Excerpts of pointing data:
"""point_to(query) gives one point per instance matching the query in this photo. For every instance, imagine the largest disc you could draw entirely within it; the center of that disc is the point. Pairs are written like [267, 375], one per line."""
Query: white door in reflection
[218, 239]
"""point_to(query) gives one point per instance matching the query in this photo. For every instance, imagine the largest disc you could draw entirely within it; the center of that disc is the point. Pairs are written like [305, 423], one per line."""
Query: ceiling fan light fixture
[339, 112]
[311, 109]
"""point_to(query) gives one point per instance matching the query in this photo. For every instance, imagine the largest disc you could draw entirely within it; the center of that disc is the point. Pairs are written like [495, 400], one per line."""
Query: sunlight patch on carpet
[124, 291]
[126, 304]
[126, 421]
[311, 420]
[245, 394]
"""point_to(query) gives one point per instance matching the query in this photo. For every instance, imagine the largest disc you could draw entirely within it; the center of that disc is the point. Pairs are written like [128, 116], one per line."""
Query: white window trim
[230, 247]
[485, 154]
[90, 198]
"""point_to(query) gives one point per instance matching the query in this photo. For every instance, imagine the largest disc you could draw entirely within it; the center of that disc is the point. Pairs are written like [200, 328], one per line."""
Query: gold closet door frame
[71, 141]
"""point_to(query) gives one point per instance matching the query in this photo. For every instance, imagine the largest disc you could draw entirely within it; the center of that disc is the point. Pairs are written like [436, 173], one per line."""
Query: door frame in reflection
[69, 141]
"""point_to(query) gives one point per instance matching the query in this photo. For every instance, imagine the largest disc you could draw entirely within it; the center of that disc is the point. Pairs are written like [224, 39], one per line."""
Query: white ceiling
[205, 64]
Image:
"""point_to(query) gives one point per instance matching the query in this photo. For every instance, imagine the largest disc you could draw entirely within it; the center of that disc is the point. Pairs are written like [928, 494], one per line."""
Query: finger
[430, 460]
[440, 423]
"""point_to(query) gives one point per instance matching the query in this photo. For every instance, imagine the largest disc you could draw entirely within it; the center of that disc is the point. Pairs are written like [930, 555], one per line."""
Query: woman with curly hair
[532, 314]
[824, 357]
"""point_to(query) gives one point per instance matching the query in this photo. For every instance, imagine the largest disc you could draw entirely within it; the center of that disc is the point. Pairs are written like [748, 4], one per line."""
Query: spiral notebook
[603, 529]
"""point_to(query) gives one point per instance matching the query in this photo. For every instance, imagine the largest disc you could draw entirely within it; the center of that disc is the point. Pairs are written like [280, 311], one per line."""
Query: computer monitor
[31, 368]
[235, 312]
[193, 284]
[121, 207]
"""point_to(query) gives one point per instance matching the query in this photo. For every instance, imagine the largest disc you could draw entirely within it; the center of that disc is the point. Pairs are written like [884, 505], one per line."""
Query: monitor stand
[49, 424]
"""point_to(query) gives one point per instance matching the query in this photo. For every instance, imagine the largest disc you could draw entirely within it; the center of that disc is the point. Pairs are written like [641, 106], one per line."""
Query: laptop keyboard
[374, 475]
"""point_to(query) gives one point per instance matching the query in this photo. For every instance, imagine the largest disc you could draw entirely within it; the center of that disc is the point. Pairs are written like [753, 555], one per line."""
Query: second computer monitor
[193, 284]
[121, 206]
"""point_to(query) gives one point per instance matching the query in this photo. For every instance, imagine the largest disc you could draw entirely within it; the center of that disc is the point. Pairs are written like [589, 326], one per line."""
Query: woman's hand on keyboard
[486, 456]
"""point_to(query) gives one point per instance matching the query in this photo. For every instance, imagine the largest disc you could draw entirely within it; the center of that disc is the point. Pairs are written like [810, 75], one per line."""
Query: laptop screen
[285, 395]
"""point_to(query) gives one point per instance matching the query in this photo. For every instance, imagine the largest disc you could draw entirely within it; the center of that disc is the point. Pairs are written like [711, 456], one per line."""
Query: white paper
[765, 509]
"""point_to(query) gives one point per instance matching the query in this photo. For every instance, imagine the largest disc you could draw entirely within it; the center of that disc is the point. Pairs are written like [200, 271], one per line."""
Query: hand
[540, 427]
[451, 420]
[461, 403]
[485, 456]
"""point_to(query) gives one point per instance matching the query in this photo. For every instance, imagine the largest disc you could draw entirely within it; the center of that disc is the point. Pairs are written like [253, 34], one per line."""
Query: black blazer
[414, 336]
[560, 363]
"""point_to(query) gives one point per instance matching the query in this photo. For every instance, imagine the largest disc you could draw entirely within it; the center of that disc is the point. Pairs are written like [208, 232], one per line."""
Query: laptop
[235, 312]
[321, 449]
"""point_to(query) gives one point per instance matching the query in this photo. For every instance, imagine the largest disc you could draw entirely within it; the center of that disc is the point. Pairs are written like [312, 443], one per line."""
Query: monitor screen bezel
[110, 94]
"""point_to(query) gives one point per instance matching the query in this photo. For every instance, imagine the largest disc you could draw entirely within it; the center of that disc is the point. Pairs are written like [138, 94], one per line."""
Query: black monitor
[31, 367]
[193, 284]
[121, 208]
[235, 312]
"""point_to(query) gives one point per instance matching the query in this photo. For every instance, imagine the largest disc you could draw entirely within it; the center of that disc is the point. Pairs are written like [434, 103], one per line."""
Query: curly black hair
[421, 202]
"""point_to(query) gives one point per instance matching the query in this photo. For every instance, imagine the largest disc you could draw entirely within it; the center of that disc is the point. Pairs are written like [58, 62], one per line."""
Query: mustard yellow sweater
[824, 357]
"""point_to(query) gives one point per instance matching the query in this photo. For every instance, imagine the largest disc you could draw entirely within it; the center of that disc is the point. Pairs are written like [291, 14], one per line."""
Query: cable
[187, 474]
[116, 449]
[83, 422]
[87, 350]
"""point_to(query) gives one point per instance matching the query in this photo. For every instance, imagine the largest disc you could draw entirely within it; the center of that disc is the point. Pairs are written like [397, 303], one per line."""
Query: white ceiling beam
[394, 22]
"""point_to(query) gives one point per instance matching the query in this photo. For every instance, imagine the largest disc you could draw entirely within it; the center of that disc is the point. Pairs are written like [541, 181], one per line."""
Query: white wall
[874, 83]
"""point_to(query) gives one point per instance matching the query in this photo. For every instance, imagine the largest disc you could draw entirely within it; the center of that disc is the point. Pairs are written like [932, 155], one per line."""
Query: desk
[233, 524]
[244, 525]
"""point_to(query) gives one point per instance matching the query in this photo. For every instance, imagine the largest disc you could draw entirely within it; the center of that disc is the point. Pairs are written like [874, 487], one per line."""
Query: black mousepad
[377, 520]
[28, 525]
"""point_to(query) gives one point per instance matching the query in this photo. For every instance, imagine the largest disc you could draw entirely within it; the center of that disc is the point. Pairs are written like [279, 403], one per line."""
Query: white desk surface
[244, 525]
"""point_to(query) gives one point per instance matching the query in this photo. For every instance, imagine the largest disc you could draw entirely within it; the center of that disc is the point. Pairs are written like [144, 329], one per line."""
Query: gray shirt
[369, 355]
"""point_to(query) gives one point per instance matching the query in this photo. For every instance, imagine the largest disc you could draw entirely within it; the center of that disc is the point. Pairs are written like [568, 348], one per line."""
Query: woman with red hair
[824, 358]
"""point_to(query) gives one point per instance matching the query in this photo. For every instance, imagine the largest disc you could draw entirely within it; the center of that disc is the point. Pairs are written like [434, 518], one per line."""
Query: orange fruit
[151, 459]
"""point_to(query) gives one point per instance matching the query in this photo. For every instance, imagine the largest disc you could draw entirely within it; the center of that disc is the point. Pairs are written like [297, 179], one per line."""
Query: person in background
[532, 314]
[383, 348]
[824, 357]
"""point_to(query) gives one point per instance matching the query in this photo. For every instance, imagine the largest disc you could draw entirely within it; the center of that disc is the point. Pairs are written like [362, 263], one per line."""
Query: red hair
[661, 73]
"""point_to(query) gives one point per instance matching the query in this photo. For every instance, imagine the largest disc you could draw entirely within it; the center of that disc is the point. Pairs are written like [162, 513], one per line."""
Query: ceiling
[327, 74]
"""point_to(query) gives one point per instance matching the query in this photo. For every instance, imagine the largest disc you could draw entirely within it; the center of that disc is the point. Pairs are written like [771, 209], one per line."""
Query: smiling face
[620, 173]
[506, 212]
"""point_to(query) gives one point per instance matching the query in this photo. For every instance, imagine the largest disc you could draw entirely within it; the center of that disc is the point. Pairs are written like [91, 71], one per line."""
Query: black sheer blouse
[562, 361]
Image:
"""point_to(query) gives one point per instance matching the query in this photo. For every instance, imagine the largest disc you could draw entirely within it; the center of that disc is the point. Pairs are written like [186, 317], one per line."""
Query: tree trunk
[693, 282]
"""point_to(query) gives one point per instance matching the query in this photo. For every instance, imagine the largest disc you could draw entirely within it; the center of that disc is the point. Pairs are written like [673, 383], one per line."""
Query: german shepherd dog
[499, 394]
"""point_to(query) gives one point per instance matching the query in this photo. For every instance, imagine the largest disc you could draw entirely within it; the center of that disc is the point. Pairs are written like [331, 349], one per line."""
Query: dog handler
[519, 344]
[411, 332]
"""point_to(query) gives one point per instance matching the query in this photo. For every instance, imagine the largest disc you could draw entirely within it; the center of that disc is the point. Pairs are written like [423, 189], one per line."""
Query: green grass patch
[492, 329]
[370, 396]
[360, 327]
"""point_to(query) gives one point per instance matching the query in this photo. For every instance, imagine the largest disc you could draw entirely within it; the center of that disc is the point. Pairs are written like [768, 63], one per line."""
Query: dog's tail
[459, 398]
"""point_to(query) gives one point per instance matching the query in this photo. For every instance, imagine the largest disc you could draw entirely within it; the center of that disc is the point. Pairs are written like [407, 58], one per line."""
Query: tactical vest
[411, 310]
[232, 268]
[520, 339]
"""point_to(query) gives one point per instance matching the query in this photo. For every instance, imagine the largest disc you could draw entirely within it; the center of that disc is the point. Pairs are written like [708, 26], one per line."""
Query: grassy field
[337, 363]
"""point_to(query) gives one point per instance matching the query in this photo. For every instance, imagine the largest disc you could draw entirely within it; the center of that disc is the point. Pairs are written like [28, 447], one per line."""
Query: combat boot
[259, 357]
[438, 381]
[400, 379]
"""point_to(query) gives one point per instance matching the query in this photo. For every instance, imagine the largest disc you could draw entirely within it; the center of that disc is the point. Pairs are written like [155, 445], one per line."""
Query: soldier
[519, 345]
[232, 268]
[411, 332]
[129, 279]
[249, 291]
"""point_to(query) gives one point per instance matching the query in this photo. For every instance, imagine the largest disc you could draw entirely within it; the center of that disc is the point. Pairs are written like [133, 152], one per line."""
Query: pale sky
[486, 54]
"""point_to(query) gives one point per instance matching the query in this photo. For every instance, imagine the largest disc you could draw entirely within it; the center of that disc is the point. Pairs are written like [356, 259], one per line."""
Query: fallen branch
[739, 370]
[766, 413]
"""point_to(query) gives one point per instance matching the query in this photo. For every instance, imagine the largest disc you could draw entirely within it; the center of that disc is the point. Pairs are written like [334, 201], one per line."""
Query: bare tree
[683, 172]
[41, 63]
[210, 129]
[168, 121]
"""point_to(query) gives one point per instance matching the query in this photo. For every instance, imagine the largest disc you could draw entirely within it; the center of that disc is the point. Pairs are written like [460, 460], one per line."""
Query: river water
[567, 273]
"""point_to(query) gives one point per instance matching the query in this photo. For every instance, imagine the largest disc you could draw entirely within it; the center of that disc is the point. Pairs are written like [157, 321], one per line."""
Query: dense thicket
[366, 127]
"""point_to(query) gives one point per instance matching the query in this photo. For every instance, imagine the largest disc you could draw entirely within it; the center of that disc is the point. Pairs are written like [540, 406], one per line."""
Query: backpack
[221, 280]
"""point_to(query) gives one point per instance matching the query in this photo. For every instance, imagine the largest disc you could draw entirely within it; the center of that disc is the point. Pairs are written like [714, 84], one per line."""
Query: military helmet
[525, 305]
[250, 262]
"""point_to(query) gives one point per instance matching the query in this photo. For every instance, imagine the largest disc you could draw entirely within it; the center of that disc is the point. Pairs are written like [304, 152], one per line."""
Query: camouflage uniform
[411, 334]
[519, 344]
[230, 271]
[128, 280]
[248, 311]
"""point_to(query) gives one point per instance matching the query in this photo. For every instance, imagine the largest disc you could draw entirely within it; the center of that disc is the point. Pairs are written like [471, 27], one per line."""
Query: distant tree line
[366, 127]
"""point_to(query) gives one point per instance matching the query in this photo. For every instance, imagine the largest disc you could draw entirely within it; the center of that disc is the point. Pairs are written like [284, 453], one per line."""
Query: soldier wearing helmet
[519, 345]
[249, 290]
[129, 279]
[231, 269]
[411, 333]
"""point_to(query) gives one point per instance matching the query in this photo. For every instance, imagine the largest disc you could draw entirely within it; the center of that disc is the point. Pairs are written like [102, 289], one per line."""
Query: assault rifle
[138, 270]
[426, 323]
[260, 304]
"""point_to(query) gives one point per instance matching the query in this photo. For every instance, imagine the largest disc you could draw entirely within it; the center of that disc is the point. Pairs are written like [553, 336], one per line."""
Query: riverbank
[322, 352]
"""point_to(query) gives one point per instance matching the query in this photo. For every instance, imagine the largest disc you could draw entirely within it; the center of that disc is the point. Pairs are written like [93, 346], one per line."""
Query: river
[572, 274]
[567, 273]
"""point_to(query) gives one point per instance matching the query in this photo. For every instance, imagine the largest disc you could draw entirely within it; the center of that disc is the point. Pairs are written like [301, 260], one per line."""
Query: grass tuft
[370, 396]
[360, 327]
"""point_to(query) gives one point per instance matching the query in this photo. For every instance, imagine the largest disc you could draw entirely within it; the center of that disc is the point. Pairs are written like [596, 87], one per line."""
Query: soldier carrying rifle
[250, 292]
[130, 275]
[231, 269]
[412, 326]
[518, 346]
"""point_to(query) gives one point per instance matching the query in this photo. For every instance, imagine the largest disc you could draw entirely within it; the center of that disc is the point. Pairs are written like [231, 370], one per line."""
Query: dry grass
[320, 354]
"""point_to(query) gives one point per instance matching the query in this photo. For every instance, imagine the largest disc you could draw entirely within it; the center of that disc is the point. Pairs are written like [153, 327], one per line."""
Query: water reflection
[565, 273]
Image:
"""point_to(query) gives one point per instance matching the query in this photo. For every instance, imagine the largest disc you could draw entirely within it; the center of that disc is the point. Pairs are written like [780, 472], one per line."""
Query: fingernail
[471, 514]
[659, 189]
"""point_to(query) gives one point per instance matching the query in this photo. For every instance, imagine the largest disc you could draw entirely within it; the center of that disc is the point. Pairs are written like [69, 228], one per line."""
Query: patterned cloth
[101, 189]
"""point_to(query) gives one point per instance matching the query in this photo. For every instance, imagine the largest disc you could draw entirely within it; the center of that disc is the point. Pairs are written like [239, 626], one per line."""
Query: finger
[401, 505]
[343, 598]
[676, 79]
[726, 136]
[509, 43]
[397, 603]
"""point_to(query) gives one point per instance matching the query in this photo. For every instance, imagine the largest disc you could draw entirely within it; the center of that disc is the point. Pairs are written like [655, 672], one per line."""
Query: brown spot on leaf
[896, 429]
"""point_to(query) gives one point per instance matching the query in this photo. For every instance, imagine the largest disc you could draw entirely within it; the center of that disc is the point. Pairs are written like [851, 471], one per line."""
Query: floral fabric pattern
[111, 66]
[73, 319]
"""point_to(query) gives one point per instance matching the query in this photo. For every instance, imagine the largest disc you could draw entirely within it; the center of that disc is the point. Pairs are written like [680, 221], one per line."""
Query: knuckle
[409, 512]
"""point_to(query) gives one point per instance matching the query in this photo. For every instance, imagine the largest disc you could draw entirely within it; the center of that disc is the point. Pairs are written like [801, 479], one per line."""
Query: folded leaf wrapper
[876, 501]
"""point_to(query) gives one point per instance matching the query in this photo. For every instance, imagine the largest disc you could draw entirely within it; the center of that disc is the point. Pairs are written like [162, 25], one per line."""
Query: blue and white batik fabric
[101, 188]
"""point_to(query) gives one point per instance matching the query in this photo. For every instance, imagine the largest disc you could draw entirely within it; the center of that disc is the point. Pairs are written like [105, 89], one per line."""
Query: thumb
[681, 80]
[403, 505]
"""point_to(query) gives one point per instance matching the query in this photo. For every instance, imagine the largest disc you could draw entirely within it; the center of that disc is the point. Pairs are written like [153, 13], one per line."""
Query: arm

WHAT THIS TASK INVOLVES: Repeat exactly the lines from the line containing "[162, 25], one" through the end of the listing above; both boundary lines are part of the output.

REPLY TO THE EXERCISE:
"""point_to(query) gives one point per instance matching the query in this photo. For every instance, imagine the largest disc you could draw entirely within it; the center of that disc is the point. Pairs are written like [162, 25], one per line."""
Query: blue and white batik fabric
[101, 188]
"""point_to(query) gives one point per instance matching the query in this photo. For every instance, imagine the largest disc you could draw entirely within it; the center of that disc is the point. Pairs are written like [105, 89], one per line."""
Query: thumb
[681, 80]
[403, 505]
"""point_to(query) gives one point per instance matching the query in this photo. For every instance, imagine the largest disc you could draw entirely within it; the center of that disc is the point. Pairs are written like [153, 13], one per line."""
Query: arm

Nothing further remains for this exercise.